THE DATA>
^^^^

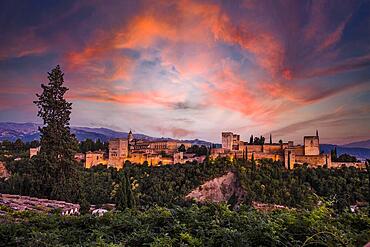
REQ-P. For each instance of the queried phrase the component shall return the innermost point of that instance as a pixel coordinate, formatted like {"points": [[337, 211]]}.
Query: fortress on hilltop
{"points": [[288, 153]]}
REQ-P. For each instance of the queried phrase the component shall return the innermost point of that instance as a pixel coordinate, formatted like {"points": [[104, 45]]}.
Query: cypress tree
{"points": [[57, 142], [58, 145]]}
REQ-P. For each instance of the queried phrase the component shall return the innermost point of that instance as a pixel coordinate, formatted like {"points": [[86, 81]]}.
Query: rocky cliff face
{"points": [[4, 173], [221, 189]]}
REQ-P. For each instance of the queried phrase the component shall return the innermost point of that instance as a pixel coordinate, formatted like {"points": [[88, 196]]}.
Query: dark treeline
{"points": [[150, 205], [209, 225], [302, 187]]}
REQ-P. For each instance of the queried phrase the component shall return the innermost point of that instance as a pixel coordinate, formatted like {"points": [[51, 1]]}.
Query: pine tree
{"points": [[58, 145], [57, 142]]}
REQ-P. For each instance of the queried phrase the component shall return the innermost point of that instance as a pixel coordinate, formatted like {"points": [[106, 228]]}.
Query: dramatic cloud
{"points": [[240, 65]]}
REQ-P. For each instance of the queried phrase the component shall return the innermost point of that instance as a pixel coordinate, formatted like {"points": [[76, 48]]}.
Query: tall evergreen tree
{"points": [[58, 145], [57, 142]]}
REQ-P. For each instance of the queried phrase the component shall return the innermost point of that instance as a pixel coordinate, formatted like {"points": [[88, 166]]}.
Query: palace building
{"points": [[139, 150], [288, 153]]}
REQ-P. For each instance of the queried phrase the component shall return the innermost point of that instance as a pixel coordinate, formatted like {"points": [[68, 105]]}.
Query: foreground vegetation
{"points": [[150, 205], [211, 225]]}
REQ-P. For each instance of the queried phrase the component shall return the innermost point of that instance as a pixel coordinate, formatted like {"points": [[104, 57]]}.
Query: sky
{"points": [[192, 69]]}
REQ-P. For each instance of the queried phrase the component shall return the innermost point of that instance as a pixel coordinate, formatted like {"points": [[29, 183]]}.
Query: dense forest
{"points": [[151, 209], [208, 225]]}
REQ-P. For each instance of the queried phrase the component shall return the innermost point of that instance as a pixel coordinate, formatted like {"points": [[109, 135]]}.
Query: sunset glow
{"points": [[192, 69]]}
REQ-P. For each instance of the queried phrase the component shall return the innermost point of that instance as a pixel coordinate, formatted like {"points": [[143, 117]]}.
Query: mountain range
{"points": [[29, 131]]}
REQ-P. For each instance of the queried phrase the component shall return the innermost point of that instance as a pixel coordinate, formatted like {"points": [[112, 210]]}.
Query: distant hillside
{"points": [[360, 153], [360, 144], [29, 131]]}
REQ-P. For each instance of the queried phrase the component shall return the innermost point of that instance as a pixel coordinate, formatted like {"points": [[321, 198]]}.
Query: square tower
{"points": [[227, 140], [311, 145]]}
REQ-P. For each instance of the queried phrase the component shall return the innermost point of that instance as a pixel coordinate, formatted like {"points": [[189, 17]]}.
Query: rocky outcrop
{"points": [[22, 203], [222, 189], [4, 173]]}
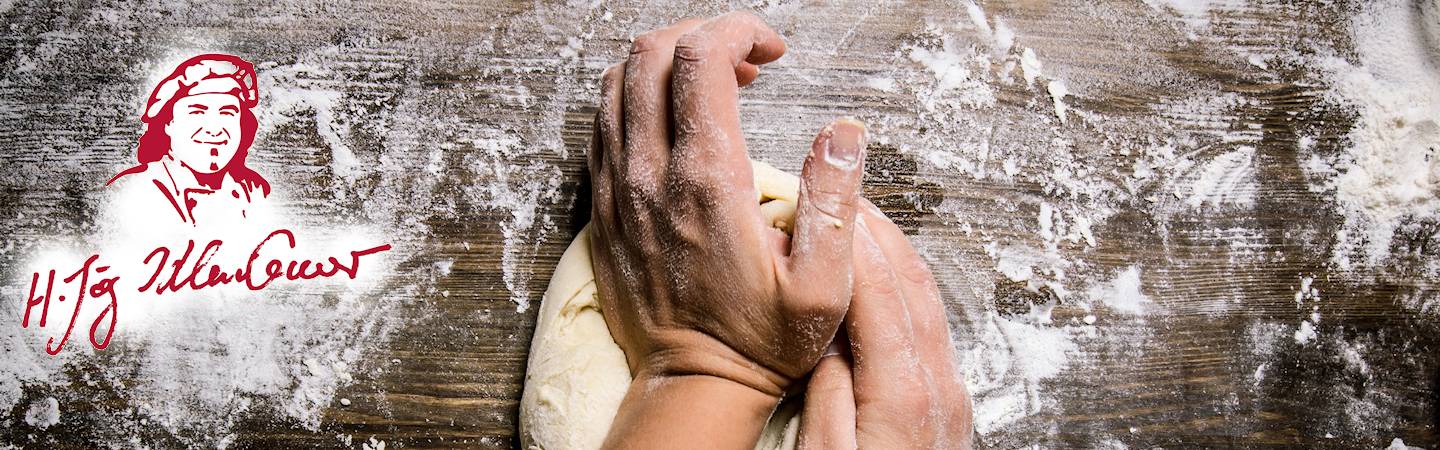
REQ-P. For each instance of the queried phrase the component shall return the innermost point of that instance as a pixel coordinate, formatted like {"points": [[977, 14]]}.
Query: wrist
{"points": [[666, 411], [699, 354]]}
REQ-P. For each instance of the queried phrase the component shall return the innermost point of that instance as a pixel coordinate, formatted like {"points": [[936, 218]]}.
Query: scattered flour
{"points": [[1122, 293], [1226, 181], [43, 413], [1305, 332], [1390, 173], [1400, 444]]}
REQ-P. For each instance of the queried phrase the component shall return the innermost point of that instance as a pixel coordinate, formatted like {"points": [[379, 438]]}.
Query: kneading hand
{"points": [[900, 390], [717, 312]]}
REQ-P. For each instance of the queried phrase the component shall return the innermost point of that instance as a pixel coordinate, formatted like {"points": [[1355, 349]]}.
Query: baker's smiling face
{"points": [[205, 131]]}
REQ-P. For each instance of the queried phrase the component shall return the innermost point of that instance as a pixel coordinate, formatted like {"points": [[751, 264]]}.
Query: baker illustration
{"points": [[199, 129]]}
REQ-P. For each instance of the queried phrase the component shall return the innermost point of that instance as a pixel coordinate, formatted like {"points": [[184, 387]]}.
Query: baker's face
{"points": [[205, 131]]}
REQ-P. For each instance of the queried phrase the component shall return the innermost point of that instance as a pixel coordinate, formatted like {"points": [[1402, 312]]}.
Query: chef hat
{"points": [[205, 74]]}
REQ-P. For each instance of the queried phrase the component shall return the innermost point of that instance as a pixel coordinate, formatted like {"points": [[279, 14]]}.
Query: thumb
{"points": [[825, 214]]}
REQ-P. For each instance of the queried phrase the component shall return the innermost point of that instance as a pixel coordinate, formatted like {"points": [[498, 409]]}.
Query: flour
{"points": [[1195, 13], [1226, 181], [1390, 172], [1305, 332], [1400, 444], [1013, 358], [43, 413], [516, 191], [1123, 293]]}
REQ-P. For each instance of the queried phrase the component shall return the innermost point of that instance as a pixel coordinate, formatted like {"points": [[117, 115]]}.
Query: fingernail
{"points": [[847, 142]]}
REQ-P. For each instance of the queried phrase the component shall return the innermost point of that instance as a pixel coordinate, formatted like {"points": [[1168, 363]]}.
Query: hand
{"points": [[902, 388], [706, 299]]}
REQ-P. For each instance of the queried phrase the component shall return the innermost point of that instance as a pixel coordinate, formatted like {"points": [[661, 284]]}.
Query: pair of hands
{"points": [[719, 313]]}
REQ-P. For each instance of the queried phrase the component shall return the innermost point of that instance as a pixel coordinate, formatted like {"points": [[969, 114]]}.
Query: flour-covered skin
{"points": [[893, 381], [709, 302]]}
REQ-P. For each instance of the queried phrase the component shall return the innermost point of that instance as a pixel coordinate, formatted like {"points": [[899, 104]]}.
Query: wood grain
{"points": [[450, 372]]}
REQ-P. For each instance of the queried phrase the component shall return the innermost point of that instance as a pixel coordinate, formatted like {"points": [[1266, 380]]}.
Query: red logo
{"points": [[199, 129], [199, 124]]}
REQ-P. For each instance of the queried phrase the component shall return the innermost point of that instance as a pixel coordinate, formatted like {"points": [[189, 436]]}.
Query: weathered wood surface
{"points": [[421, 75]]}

^^^^

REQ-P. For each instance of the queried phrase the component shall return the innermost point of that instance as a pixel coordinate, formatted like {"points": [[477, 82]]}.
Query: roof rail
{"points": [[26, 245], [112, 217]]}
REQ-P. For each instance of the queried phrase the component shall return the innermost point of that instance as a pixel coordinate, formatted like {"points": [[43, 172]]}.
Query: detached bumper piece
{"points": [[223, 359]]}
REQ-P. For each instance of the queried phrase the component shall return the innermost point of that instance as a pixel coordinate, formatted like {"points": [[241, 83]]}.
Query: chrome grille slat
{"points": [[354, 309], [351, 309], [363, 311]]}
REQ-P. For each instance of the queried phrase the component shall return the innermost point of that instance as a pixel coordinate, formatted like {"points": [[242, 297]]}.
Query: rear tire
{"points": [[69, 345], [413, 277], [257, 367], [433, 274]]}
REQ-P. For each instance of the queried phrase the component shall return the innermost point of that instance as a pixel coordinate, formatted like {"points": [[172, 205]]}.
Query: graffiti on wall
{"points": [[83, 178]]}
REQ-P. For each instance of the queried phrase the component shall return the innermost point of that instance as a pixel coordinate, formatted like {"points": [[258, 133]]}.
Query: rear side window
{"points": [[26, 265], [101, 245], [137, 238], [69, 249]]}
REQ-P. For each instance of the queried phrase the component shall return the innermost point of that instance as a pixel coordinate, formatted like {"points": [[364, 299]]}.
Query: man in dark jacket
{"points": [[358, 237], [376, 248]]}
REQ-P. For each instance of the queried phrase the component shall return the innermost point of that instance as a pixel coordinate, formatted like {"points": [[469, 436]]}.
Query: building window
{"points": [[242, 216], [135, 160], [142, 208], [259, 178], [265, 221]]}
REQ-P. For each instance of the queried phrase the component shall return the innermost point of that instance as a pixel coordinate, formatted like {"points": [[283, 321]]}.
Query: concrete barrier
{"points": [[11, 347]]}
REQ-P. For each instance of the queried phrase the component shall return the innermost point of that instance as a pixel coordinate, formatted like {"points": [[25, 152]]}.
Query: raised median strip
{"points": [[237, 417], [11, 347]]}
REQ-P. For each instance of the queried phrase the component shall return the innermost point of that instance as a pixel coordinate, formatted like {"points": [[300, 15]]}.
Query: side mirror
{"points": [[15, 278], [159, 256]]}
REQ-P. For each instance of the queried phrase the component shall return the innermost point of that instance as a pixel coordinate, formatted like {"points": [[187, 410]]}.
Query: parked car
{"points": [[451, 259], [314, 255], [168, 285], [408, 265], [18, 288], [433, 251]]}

^^^^

PROBLEM TO WORK ON> How many lines in the data above contain the word "window"? Reply with only the number.

TASK OUTPUT> 2